→ What needs to be done
An exact copy of the listing is needed, with every line kept.

→ Material shown
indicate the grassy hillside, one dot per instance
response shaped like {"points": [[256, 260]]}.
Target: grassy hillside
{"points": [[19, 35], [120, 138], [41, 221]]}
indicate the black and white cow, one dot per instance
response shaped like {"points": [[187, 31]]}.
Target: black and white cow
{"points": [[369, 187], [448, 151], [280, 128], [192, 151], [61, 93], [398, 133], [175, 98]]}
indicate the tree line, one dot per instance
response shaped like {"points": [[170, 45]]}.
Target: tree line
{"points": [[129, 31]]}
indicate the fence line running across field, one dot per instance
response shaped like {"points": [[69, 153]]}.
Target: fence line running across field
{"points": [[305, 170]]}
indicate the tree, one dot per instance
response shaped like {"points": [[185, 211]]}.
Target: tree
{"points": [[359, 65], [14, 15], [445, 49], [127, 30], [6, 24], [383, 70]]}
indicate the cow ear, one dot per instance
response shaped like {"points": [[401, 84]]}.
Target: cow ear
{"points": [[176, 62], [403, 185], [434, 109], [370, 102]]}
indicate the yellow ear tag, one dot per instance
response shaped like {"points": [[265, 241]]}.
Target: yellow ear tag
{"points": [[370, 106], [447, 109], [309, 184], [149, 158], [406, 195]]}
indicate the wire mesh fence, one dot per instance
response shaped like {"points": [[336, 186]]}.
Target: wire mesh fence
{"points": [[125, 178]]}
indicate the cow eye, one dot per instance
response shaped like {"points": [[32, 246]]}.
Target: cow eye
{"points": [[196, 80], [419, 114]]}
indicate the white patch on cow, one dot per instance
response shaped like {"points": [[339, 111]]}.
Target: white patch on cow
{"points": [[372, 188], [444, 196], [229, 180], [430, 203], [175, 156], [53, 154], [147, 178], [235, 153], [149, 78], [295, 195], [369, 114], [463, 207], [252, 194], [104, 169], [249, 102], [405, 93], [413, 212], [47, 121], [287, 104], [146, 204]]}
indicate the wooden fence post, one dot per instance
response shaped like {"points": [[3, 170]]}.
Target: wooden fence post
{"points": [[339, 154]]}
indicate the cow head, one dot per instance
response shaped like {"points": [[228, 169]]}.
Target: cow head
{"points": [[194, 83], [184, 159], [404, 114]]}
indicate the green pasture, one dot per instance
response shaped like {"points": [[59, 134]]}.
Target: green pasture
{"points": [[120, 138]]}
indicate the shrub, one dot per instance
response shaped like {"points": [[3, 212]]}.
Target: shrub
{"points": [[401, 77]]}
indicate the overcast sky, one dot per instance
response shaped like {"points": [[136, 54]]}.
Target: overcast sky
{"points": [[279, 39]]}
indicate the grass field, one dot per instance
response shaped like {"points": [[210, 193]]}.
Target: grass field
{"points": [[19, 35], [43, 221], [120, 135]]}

→ Answer section
indicate the grassy hillside, one dot per instance
response shaped like {"points": [[256, 260]]}.
Target: grassy hillside
{"points": [[19, 35], [120, 138], [41, 221]]}
indicate the black and white cow, one dot per instance
response shaped like {"points": [[187, 31]]}.
Target: black and white cow
{"points": [[369, 187], [448, 151], [280, 128], [192, 151], [61, 93], [398, 133], [175, 98]]}
indicate the tree line, one dot per instance
response shaped like {"points": [[170, 45]]}.
Target: tree line
{"points": [[129, 31]]}
indicate the fence line running across field, one dot per instance
response shaped like {"points": [[69, 153]]}.
Target: fence line running across field
{"points": [[305, 170]]}
indicate the tree, one dot per instance
response shaped like {"points": [[185, 211]]}.
Target: tree
{"points": [[359, 65], [14, 15], [445, 49], [127, 30], [6, 24], [383, 70]]}
indicate the cow ear, one dot per instance
response shaped like {"points": [[401, 84]]}.
Target: cow ear
{"points": [[176, 62], [403, 185], [434, 109], [370, 102]]}
indicate the yellow ear tag, one dot per instance
response shaped like {"points": [[265, 241]]}.
Target: yellow ear tag
{"points": [[370, 106], [447, 109], [309, 184], [149, 158], [406, 195]]}
indicate the wire mesh fence, one dot per instance
response shaped like {"points": [[336, 186]]}.
Target: wire mesh fence
{"points": [[125, 178]]}
indicate the cow eye, one dot per instance
response shaped like {"points": [[32, 246]]}.
Target: cow eye
{"points": [[196, 80], [419, 114]]}
indicate the white patch on cow, one dot per instance
response shaped like {"points": [[339, 111]]}.
Target: white patch on cow
{"points": [[372, 188], [444, 196], [229, 180], [430, 203], [175, 156], [53, 154], [147, 178], [235, 153], [149, 78], [295, 195], [369, 114], [463, 207], [252, 194], [104, 169], [249, 102], [405, 93], [413, 212], [47, 121], [287, 104], [146, 204]]}
indicate the wooden fence post, one dot per instance
response shaped like {"points": [[3, 170]]}.
Target: wooden fence post
{"points": [[339, 154]]}
indicate the cow head, one dot per instance
response shaped like {"points": [[228, 169]]}.
Target: cow head
{"points": [[194, 83], [184, 159], [404, 114]]}
indicate the green pasture, one dot per instance
response shaped like {"points": [[59, 134]]}.
Target: green pasture
{"points": [[120, 138]]}
indicate the shrub, one dot per instance
response shaped like {"points": [[3, 212]]}.
Target: shrub
{"points": [[401, 77]]}
indicate the overcast sky, one dot per instance
response shaped like {"points": [[136, 54]]}.
Target: overcast sky
{"points": [[279, 39]]}
indicate the grass field, one dot per instance
response shaped like {"points": [[210, 193]]}.
Target: grass field
{"points": [[19, 35], [43, 221], [120, 135]]}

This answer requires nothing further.